### SET PROBLEM 1
In the Guanyin journal entry below, how many visits does the writer plan to make in total?
### SET PROBLEM 2
Rewrite the paragraph of the Guanyin journal entry that begins "How sentient she seems" more briefly, keeping its main facts.
### SET PROBLEM 3
Transcribe the part of the Guanyin journal entry between "But now I do" and "Buddhist about it.", inclusive.

### SELECTED EXCERPT
■ ■ ■

I went back to look again at Guanyin on Sunday. This was my 7th of the 13 visits I plan to make, each time writing a page or two in my “Now I See” journal. Here’s what I wrote:

Now I see soot on the tips of her fingers. Has she been in a fire? Was it candles? Smoking incense? She is made of wood, so right away I sense danger. Those tender fingers seem impossibly long, eminently vulnerable. They rest, yet seem to ripple, like waves on the ocean, or grass, but more alive, serpent-like almost, but without menace. Her hand, like the rest of her pose, is relaxed, yet reaches out. Not moving, it is the embodiment of potential motion.

But that soot! Surely this was not intended. It suggests age. Fragility. Wear. And use. She was not kept away from life. Protected. There is roughness. And a worn quality that adds its own patina.

I imagine the artist, sanding those fingers. Rubbing, caressing, stroking. How intimate! Now I see the sensuality of those curves, the tender spaces between the fingers, the exposed openness of the palm. And now the possibility of holding hands with this — goddess? — has suddenly appeared with such visceral awareness! The act of her creation must have been, quite literally, an act of making love.

Now I see that her fingers, so alive, seem to be reaching out, responding, ready at any moment to return the caress. And now the fact that her hand is soiled makes that potential seem all the more vivid. I can look at her closely like this from the side, but when I step to the front, I feel too bold. She seems to watch me, with eyes almost closed, and I feel impertinent. Out of bounds. She lets me look. But she sees that I see. And this causes me step away.

How sentient she seems, and yet I know that she is not. It’s a projection of my own mind, of course. A story made up from the arrangements of features, the shape of limbs, the form of hands. She is carved from wood. Which, in fact, was once living…in the form of a tree. Not conscious. But alive. Then the tree became wood. And the wood became what I see in this moment. Which eventually will decay, turn back into carbon and oxygen. Which will then be taken up again, into another form. Perhaps human. Perhaps not.

But now I do not see a piece of wood. And certainly not a tree. I see a human-like form. One that my mind responds to by making associations and projections. Which is not to say that there is anything wrong. When I look at her, I am seeing the workings/habits/skills (even) of my mind. Of this midstream…if you want to get all Buddhist about it.

Looking at her, I see myself. This particular human incarnation. The causes and conditions that have brought “me” here, that have resulted in my seeing what it is that I see when I look at her.  

So she is me. And I am her.

Together we respond to the world, with eyes half-open. And fingers, dark with soot.

■ ■ ■

### DATASET
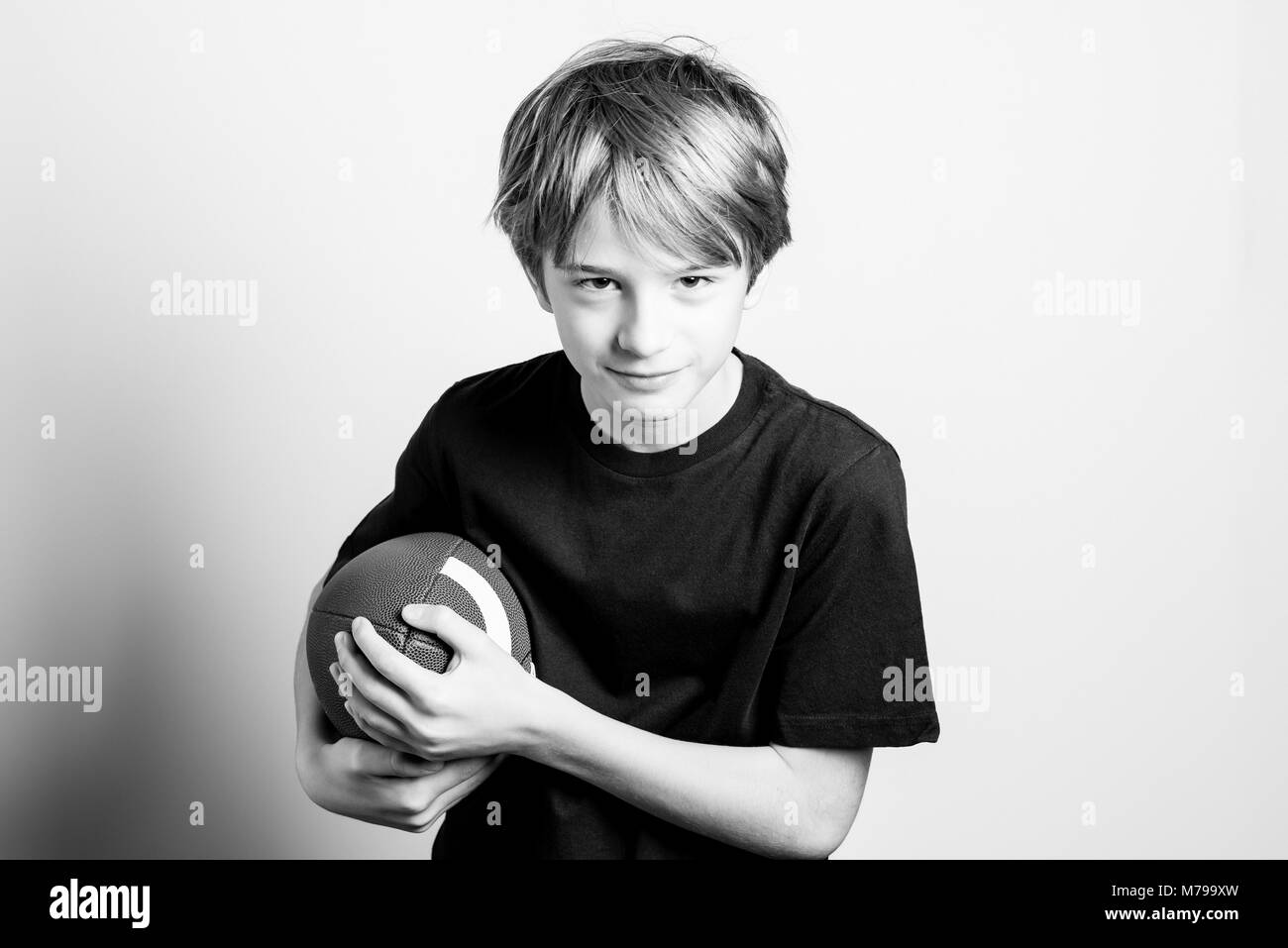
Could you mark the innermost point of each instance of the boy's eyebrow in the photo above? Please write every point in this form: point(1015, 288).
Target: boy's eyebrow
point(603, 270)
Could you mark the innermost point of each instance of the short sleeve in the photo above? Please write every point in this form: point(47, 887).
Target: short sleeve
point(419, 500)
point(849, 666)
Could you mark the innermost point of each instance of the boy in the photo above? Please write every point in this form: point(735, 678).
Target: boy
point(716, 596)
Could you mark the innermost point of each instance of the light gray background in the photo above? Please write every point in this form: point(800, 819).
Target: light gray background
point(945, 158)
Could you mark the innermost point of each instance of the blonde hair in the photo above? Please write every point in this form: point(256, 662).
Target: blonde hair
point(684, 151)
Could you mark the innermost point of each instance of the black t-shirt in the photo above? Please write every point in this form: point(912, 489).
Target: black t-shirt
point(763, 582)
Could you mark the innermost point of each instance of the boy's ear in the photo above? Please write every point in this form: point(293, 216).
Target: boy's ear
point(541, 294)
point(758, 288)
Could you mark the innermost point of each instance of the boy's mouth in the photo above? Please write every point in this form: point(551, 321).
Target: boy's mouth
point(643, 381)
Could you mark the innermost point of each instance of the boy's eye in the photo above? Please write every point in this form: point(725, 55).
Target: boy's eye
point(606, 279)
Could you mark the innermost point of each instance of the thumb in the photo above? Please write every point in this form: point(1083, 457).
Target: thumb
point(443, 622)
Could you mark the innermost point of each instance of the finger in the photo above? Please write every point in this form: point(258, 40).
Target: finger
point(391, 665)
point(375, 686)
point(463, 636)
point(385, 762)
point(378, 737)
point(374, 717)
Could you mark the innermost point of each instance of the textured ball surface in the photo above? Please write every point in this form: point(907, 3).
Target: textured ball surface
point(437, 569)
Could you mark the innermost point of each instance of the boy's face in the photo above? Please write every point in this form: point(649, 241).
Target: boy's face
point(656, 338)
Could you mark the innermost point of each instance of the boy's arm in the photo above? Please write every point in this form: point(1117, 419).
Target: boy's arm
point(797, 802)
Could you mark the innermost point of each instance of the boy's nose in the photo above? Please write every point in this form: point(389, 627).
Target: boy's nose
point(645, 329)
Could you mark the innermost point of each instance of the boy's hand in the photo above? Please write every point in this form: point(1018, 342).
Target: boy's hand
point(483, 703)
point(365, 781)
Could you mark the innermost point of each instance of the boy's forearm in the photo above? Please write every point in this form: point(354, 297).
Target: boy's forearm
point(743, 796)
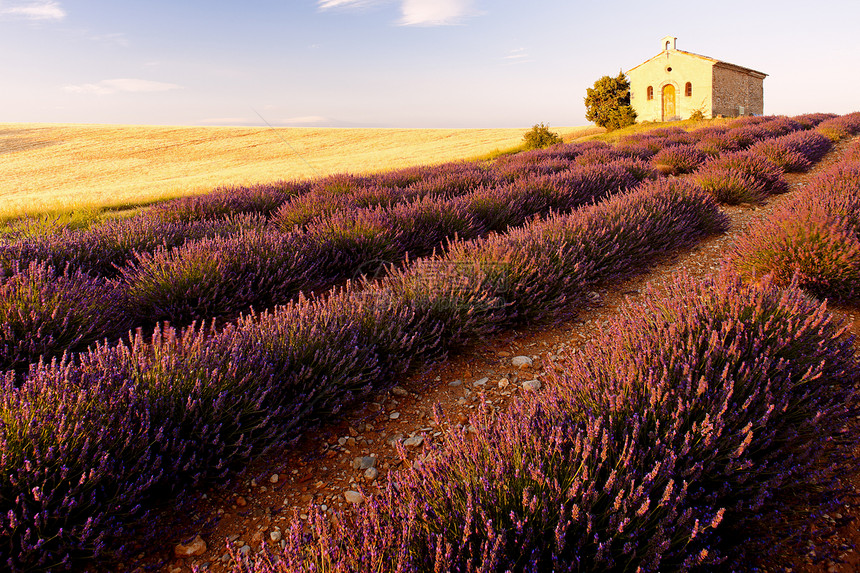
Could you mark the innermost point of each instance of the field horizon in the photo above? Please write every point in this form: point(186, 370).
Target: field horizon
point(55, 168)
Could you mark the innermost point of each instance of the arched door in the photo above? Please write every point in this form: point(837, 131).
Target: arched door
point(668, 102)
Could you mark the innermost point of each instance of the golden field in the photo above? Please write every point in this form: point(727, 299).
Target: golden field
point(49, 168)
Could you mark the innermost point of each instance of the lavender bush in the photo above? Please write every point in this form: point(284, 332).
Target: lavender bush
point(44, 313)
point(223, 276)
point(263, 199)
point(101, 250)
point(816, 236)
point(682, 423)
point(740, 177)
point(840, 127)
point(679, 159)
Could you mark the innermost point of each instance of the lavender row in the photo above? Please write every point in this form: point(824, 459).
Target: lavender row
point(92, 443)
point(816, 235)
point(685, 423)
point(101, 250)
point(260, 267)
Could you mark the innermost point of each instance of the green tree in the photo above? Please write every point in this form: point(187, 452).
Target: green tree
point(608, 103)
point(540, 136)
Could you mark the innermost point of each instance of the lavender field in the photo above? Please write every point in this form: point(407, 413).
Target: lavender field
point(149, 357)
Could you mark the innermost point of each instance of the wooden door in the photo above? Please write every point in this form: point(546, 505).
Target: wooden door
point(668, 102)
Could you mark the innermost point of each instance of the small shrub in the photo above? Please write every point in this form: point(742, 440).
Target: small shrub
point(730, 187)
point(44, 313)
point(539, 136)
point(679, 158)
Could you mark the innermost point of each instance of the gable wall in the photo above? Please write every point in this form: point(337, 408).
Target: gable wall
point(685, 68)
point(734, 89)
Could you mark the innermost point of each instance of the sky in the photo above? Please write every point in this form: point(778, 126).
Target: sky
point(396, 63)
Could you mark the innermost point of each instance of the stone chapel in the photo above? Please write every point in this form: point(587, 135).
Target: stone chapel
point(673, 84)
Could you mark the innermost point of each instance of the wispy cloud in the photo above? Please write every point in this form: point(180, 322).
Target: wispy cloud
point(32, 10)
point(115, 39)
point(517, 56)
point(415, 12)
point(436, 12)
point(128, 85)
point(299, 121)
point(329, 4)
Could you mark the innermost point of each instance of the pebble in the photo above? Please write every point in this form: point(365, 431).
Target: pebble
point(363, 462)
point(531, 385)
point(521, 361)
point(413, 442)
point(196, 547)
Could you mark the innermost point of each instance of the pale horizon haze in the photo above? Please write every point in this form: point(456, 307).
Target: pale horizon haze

■ ■ ■

### TASK SOLUTION 1
Thirteen visits.

### TASK SOLUTION 2
She seems sentient but is not. That impression is a projection of the writer's mind, a story built from her features, limbs and hands. She is carved from wood that was once a living tree, alive but not conscious. The tree became wood, and the wood became the figure now seen. It will eventually decay into carbon and oxygen and be taken up again into another form, perhaps human, perhaps not.

### TASK SOLUTION 3
But now I do not see a piece of wood. And certainly not a tree. I see a human-like form. One that my mind responds to by making associations and projections. Which is not to say that there is anything wrong. When I look at her, I am seeing the workings/habits/skills (even) of my mind. Of this midstream…if you want to get all Buddhist about it.